» **TASK DIRECTIONS**
Write out the records below word for word, please.

☆ ☆ ☆ ☆

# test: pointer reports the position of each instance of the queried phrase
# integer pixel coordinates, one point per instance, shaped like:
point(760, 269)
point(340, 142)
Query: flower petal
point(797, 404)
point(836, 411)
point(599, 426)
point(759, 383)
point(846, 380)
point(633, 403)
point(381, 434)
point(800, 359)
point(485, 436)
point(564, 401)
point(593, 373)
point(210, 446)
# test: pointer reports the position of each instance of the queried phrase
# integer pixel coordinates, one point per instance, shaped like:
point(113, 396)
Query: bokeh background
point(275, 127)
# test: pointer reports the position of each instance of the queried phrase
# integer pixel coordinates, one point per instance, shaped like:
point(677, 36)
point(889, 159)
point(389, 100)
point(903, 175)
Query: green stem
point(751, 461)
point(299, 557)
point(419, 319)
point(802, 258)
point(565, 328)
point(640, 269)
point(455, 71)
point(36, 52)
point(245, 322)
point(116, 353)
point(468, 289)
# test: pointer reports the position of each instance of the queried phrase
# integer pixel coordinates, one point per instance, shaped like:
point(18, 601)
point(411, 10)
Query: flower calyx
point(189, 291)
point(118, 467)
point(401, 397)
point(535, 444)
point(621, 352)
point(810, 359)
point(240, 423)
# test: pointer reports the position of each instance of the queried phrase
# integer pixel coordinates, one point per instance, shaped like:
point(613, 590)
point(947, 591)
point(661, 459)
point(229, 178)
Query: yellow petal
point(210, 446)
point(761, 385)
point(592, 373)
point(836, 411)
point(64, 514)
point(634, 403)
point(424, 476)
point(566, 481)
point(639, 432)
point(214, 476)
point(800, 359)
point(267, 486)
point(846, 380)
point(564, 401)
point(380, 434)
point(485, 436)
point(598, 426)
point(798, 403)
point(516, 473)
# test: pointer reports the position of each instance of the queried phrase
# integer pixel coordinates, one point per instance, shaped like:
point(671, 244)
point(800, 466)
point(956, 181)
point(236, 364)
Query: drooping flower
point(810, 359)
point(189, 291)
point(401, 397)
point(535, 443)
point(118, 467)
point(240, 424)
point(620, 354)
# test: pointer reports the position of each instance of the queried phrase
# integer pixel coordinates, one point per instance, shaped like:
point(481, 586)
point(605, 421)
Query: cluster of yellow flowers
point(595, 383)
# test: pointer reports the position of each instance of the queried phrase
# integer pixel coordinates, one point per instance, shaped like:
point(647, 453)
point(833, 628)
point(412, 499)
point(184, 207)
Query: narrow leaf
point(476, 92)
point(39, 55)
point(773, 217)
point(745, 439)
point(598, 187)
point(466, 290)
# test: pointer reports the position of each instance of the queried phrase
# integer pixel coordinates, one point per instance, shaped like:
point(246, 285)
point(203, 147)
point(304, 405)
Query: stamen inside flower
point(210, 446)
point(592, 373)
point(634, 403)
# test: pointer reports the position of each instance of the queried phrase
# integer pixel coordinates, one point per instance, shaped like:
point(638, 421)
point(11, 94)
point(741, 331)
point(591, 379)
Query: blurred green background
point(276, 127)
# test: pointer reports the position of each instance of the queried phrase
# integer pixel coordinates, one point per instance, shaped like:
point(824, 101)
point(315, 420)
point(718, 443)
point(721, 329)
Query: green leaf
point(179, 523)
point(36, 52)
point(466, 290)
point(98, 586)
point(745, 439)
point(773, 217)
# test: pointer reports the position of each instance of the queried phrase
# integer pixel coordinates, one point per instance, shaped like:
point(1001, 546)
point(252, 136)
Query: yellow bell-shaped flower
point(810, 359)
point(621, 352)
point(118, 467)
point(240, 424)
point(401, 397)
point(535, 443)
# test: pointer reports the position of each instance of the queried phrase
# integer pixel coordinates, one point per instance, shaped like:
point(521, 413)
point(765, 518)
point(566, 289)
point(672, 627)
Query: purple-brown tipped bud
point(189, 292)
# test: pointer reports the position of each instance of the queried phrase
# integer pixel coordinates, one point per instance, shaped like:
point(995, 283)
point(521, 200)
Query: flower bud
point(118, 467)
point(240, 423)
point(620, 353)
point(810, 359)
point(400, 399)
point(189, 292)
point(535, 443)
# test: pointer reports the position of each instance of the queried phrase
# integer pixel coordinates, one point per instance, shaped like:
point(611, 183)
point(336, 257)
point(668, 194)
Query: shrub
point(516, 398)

☆ ☆ ☆ ☆

» **ANSWER BELOW**
# test: pointer reports the position of each instance of the queried phrase
# integer pixel coordinates, one point per instance, shaped like:
point(760, 269)
point(340, 142)
Query: flower petal
point(797, 404)
point(836, 411)
point(599, 426)
point(759, 383)
point(846, 380)
point(633, 403)
point(381, 434)
point(800, 359)
point(485, 436)
point(564, 401)
point(593, 373)
point(210, 446)
# test: pointer reports the position of each instance of the queried phrase
# integer pixel coordinates, one point per instance, shaped like:
point(113, 396)
Query: bokeh background
point(275, 127)
# test: pointer reports the position of each instance of the queried phrase
# integer pixel coordinates, one point per instance, shaped like:
point(677, 36)
point(889, 159)
point(389, 100)
point(903, 175)
Query: green stem
point(751, 461)
point(299, 557)
point(419, 319)
point(802, 258)
point(565, 328)
point(640, 269)
point(455, 71)
point(36, 52)
point(245, 322)
point(116, 353)
point(468, 289)
# test: pointer reports the position of each instance of the queried phrase
# integer pixel coordinates, one point per instance, shaped like:
point(18, 601)
point(411, 10)
Query: flower calyx
point(189, 291)
point(118, 467)
point(401, 397)
point(535, 444)
point(621, 352)
point(810, 359)
point(240, 423)
# test: pointer reports the position of each instance of the queried phrase
# integer pixel coordinates, one point per instance, shaped like:
point(613, 590)
point(947, 591)
point(661, 459)
point(229, 178)
Query: yellow petal
point(210, 446)
point(761, 385)
point(592, 373)
point(836, 411)
point(64, 514)
point(634, 403)
point(424, 476)
point(566, 481)
point(639, 432)
point(214, 476)
point(800, 359)
point(267, 486)
point(846, 380)
point(564, 401)
point(380, 434)
point(485, 436)
point(598, 426)
point(798, 403)
point(516, 473)
# test: pointer reports the position of each instance of the queried phrase
# integer pixel coordinates, one point per instance, shaped like:
point(671, 244)
point(800, 466)
point(956, 181)
point(236, 364)
Query: drooping flower
point(810, 359)
point(189, 291)
point(401, 397)
point(535, 443)
point(118, 467)
point(240, 424)
point(620, 354)
# test: pointer reports the position of each instance of the queried phrase
# integer pixel coordinates, one point per instance, shaped like:
point(481, 586)
point(605, 421)
Query: cluster of yellow flowers
point(595, 383)
# test: pointer reports the position of each instance of the queried phrase
# integer pixel coordinates, one point per instance, shaped like:
point(647, 453)
point(833, 628)
point(412, 499)
point(184, 207)
Query: narrow leaf
point(476, 92)
point(39, 55)
point(773, 217)
point(745, 439)
point(598, 187)
point(466, 290)
# test: pointer reports the position of each instance of the queried phrase
# integer pixel coordinates, one point per instance, shaped like:
point(246, 285)
point(203, 147)
point(304, 405)
Query: stamen inside flower
point(210, 446)
point(592, 373)
point(634, 403)
# test: pointer reports the position of each instance of the queried phrase
# integer pixel coordinates, one point per instance, shaped like:
point(638, 421)
point(11, 94)
point(741, 331)
point(591, 379)
Query: blurred green background
point(276, 127)
# test: pointer reports the position of each instance of the queried phrase
# integer pixel coordinates, one point per instance, shaped like:
point(824, 101)
point(315, 420)
point(718, 443)
point(721, 329)
Query: green leaf
point(179, 523)
point(36, 52)
point(466, 290)
point(98, 586)
point(745, 439)
point(773, 217)
# test: pointer reports the position of each instance of the queried phrase
# integer pixel coordinates, one point per instance, shaped like:
point(1001, 546)
point(252, 136)
Query: yellow bell-shaped flower
point(810, 359)
point(621, 352)
point(118, 467)
point(240, 424)
point(401, 397)
point(535, 443)
# test: pointer reports the position of each instance of the queried phrase
# integer pixel coordinates, one point per instance, shaped like:
point(521, 413)
point(765, 518)
point(566, 289)
point(672, 627)
Query: purple-brown tipped bud
point(189, 292)
# test: pointer reports the position of each instance of the queried phrase
# integer pixel coordinates, one point per instance, shaped like:
point(995, 283)
point(521, 200)
Query: flower bud
point(118, 467)
point(240, 423)
point(620, 353)
point(810, 359)
point(400, 399)
point(189, 292)
point(535, 443)
# test: pointer reports the position of each instance of the queried phrase
# integer pixel coordinates, one point per instance, shaped like:
point(611, 183)
point(336, 257)
point(668, 194)
Query: shrub
point(516, 398)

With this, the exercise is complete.